» **Task details**
Below, copy out the rows between the line holding "Please drop a marker on every instance of the engagement" and the line holding "<point>188,576</point>", inclusive, and reproduce them verbatim.

» **Extracted information**
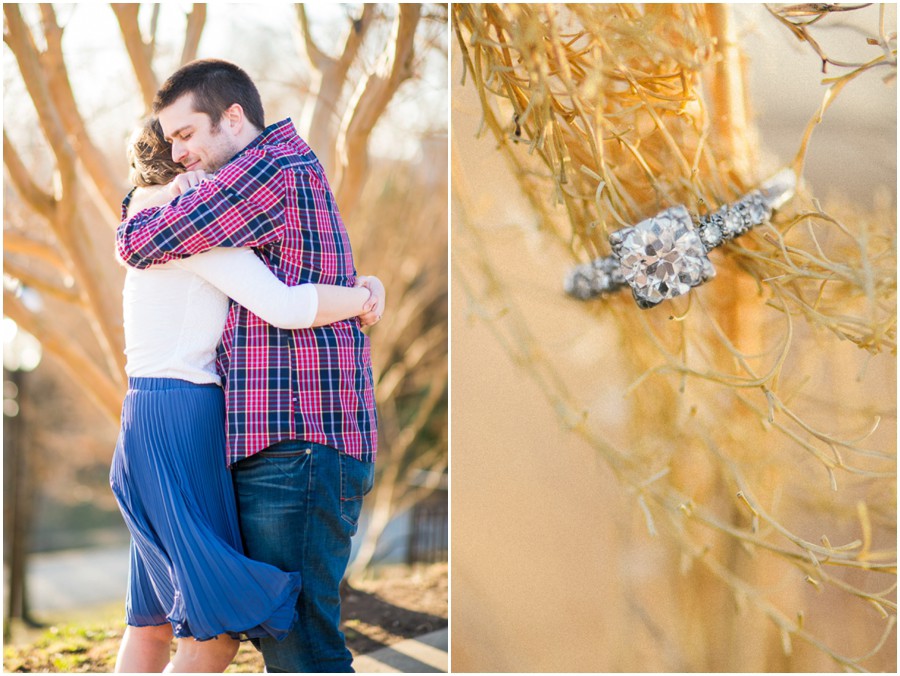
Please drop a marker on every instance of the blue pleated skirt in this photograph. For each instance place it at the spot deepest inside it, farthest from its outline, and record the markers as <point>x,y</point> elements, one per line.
<point>175,492</point>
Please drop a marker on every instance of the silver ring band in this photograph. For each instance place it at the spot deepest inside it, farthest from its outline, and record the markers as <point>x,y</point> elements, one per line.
<point>665,256</point>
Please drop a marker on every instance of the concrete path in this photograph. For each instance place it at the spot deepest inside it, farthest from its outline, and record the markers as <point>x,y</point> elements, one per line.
<point>78,578</point>
<point>424,654</point>
<point>64,581</point>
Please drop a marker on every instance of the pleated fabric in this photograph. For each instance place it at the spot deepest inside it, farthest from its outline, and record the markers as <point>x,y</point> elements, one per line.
<point>187,564</point>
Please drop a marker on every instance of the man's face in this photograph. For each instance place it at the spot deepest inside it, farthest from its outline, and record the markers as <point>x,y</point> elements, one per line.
<point>195,143</point>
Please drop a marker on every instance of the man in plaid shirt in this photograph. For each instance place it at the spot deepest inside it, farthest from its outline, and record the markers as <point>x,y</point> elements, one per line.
<point>301,423</point>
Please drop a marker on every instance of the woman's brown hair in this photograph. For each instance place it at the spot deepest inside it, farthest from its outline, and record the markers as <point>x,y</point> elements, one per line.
<point>150,157</point>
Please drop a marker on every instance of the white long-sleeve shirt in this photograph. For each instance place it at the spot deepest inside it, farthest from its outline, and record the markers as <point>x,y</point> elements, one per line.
<point>174,313</point>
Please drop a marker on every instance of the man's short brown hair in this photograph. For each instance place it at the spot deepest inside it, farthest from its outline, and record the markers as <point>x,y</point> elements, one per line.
<point>216,85</point>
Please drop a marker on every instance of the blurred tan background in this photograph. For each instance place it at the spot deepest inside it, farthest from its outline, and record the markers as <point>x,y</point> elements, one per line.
<point>553,566</point>
<point>366,86</point>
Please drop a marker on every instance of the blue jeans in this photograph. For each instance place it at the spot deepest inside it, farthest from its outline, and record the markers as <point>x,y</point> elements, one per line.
<point>299,504</point>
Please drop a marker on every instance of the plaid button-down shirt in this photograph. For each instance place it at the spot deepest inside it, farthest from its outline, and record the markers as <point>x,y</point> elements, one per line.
<point>309,384</point>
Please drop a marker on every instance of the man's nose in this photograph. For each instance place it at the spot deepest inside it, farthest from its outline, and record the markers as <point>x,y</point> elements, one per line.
<point>178,151</point>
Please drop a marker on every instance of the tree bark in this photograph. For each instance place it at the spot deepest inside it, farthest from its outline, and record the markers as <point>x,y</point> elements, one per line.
<point>374,97</point>
<point>326,119</point>
<point>195,22</point>
<point>138,50</point>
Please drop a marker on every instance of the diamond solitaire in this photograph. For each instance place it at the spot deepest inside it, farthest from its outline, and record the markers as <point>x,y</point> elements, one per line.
<point>661,257</point>
<point>666,255</point>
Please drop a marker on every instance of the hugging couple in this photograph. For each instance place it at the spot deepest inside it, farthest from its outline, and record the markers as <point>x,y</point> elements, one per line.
<point>248,432</point>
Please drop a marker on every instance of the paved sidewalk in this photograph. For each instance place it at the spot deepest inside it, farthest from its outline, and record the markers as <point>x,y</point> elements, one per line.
<point>423,654</point>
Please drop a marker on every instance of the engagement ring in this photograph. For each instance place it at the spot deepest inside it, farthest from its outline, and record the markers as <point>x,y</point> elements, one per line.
<point>666,255</point>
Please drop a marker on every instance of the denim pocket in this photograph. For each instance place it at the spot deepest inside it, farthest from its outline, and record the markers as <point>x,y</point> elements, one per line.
<point>357,480</point>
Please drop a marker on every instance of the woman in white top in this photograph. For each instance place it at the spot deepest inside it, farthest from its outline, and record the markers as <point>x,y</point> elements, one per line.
<point>188,576</point>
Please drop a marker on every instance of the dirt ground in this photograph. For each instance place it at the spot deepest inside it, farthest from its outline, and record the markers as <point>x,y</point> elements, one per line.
<point>400,603</point>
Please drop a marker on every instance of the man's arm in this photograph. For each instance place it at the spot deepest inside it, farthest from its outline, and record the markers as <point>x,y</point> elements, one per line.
<point>243,205</point>
<point>240,275</point>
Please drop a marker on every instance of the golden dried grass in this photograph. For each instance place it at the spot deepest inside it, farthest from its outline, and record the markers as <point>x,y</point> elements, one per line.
<point>606,114</point>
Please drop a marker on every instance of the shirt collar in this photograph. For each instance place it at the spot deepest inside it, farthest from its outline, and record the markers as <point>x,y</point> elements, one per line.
<point>280,132</point>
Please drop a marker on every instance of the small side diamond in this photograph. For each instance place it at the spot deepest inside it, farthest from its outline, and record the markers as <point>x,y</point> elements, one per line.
<point>757,208</point>
<point>733,222</point>
<point>711,235</point>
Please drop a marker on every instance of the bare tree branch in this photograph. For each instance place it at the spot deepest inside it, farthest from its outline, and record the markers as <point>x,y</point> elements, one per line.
<point>28,278</point>
<point>19,39</point>
<point>103,390</point>
<point>108,185</point>
<point>154,23</point>
<point>195,22</point>
<point>372,102</point>
<point>140,52</point>
<point>16,243</point>
<point>326,118</point>
<point>39,200</point>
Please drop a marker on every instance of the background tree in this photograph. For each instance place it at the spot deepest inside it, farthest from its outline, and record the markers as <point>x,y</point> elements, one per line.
<point>63,185</point>
<point>721,496</point>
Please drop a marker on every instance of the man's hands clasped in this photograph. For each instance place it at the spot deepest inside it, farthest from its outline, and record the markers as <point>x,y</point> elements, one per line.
<point>374,307</point>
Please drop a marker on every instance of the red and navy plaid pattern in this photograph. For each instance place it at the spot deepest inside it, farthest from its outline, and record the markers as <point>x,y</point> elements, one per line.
<point>309,384</point>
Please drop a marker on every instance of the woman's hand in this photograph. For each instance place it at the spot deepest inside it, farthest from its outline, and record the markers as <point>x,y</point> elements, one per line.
<point>374,307</point>
<point>184,182</point>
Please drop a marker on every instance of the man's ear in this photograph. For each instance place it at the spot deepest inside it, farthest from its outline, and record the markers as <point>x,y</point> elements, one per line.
<point>234,119</point>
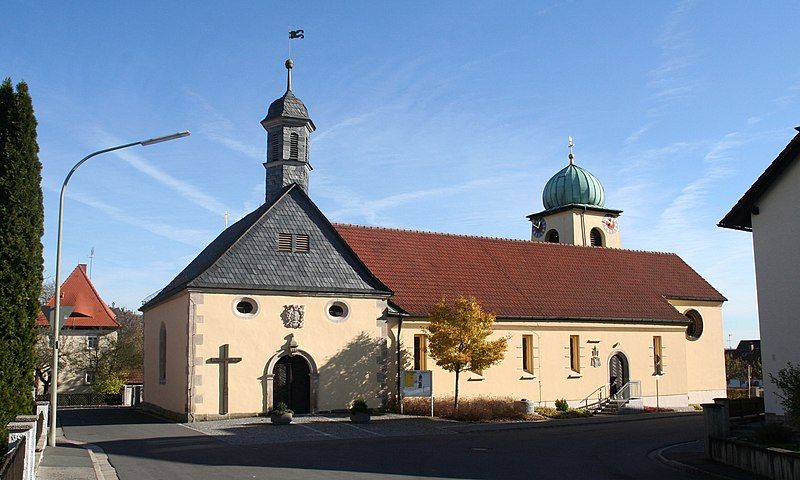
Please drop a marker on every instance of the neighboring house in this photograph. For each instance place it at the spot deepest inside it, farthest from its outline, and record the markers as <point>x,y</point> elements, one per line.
<point>285,306</point>
<point>767,210</point>
<point>749,352</point>
<point>90,324</point>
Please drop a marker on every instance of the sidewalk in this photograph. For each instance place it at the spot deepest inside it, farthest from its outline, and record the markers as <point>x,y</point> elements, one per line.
<point>70,460</point>
<point>690,458</point>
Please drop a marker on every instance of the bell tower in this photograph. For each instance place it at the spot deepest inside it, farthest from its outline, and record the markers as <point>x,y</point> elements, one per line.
<point>574,210</point>
<point>288,128</point>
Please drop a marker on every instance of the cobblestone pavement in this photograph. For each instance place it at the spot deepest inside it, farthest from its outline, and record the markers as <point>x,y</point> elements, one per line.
<point>259,430</point>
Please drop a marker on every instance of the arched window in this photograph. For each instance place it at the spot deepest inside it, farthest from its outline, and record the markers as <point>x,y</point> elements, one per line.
<point>695,328</point>
<point>293,146</point>
<point>596,237</point>
<point>162,354</point>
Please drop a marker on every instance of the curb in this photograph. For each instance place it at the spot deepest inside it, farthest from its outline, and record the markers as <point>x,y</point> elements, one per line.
<point>676,465</point>
<point>103,469</point>
<point>484,427</point>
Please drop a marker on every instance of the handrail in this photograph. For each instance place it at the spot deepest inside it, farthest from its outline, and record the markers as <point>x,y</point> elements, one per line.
<point>599,391</point>
<point>632,389</point>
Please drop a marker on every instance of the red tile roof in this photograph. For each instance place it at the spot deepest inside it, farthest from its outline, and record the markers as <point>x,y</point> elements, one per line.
<point>89,310</point>
<point>518,279</point>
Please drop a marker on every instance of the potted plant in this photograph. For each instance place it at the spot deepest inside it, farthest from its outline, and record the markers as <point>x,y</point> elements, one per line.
<point>281,415</point>
<point>360,412</point>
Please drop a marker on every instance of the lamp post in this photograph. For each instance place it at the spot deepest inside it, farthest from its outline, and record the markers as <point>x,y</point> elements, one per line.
<point>56,323</point>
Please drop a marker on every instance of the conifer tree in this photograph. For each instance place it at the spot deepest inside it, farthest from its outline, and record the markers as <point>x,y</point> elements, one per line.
<point>21,229</point>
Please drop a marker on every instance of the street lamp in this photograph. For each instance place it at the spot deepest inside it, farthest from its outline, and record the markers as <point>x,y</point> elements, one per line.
<point>56,323</point>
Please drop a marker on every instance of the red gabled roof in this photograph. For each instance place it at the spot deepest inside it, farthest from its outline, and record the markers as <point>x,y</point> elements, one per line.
<point>518,279</point>
<point>89,310</point>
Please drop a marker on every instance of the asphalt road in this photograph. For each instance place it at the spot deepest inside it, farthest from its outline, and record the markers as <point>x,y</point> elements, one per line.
<point>143,447</point>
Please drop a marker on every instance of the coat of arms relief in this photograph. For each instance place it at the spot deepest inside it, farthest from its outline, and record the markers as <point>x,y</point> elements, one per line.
<point>293,316</point>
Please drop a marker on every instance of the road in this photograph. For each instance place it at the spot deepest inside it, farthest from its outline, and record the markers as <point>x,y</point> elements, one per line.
<point>143,447</point>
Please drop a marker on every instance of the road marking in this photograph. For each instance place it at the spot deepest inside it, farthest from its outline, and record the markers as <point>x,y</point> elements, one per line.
<point>345,422</point>
<point>315,430</point>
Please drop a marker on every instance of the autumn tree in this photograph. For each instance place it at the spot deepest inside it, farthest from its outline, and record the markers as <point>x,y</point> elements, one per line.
<point>458,338</point>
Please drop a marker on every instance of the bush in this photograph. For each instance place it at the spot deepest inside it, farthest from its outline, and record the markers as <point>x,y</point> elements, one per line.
<point>773,433</point>
<point>788,381</point>
<point>360,406</point>
<point>469,409</point>
<point>550,412</point>
<point>280,409</point>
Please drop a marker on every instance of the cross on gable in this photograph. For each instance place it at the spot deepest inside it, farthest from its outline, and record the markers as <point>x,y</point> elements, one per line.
<point>223,361</point>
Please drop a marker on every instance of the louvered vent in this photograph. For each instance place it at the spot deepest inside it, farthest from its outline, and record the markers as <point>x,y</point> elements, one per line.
<point>285,242</point>
<point>301,244</point>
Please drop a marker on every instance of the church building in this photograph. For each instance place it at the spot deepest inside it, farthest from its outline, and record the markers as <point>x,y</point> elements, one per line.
<point>286,306</point>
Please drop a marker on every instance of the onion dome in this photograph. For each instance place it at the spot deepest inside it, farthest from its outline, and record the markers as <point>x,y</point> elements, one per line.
<point>573,185</point>
<point>288,106</point>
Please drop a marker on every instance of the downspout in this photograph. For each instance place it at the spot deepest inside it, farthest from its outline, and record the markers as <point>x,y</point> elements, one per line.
<point>399,329</point>
<point>583,226</point>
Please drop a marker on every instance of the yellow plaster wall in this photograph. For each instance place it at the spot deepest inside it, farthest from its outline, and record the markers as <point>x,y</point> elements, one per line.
<point>174,313</point>
<point>571,231</point>
<point>553,378</point>
<point>705,357</point>
<point>349,354</point>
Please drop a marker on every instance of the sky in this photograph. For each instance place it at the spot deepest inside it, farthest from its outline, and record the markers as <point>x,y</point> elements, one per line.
<point>442,116</point>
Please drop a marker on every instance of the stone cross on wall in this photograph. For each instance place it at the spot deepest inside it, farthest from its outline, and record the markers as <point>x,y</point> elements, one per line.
<point>223,360</point>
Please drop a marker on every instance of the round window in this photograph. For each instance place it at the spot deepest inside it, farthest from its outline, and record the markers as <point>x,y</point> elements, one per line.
<point>695,328</point>
<point>338,311</point>
<point>245,307</point>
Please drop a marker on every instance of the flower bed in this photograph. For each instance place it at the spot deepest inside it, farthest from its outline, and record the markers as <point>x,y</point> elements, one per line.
<point>469,409</point>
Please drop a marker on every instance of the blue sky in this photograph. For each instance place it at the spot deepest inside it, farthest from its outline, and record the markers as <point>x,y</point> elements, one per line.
<point>444,116</point>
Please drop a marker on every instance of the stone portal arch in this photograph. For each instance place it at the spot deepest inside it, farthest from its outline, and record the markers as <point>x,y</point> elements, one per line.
<point>268,380</point>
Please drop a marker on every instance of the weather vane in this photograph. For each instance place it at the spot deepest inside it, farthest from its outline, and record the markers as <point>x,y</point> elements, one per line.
<point>292,35</point>
<point>571,145</point>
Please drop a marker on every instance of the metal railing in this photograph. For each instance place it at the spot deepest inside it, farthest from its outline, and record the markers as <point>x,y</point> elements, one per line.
<point>632,389</point>
<point>601,395</point>
<point>12,466</point>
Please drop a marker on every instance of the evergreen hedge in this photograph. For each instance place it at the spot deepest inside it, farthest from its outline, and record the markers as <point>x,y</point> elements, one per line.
<point>21,229</point>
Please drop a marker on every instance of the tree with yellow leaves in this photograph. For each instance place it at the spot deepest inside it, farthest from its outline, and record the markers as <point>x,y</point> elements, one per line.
<point>458,338</point>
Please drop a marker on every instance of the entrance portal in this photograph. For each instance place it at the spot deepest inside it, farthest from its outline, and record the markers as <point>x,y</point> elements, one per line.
<point>292,383</point>
<point>617,373</point>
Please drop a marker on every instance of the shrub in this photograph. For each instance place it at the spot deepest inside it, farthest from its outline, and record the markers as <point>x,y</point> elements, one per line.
<point>788,381</point>
<point>360,406</point>
<point>773,433</point>
<point>280,409</point>
<point>550,412</point>
<point>469,409</point>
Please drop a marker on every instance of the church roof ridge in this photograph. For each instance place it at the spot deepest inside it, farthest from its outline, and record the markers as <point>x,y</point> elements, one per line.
<point>504,239</point>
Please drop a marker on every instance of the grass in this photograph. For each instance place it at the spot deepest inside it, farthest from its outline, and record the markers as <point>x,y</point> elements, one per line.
<point>492,409</point>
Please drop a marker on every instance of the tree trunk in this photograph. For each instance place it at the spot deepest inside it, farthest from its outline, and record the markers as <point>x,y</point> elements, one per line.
<point>455,398</point>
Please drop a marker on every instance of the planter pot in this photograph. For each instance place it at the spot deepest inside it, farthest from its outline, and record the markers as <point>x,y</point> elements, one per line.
<point>359,417</point>
<point>280,418</point>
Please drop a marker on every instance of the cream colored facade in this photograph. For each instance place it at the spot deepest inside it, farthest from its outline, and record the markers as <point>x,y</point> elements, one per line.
<point>347,358</point>
<point>356,358</point>
<point>575,224</point>
<point>775,231</point>
<point>691,372</point>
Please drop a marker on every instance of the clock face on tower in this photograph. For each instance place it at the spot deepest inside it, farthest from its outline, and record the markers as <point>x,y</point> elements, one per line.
<point>610,224</point>
<point>539,227</point>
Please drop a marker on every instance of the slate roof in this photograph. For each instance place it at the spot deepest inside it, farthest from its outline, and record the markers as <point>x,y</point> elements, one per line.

» **Response**
Please drop a marker on every instance of the engagement ring in this photograph. For each instance place it at the spot deepest inside it, farthest from its outline, and record the markers as <point>x,y</point> elements, one per line.
<point>666,255</point>
Please drop a marker on every instance of the denim pocket in this photograph. For each instance place it at the spot deepest inside it, farthest from its outline, and record the markers as <point>x,y</point> elements, one per line.
<point>357,480</point>
Please drop a marker on every instance of the woman in white top in this photograph. For each instance place it at the spot deepest inside it, farthest from its outline, and record the markers as <point>x,y</point> elements, one per line.
<point>188,576</point>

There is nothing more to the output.